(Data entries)

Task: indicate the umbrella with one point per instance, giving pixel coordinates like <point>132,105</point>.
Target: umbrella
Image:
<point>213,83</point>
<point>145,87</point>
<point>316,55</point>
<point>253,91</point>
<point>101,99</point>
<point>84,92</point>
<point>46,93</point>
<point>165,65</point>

■ WHAT YOU NEED TO DO ■
Your answer should be the full set of records above, restated exactly.

■ TASK SOLUTION ■
Task: indicate the umbrella with one point per instance, giving pixel coordinates like <point>132,105</point>.
Target: umbrella
Image:
<point>213,83</point>
<point>145,87</point>
<point>316,55</point>
<point>253,91</point>
<point>101,99</point>
<point>84,92</point>
<point>46,93</point>
<point>165,65</point>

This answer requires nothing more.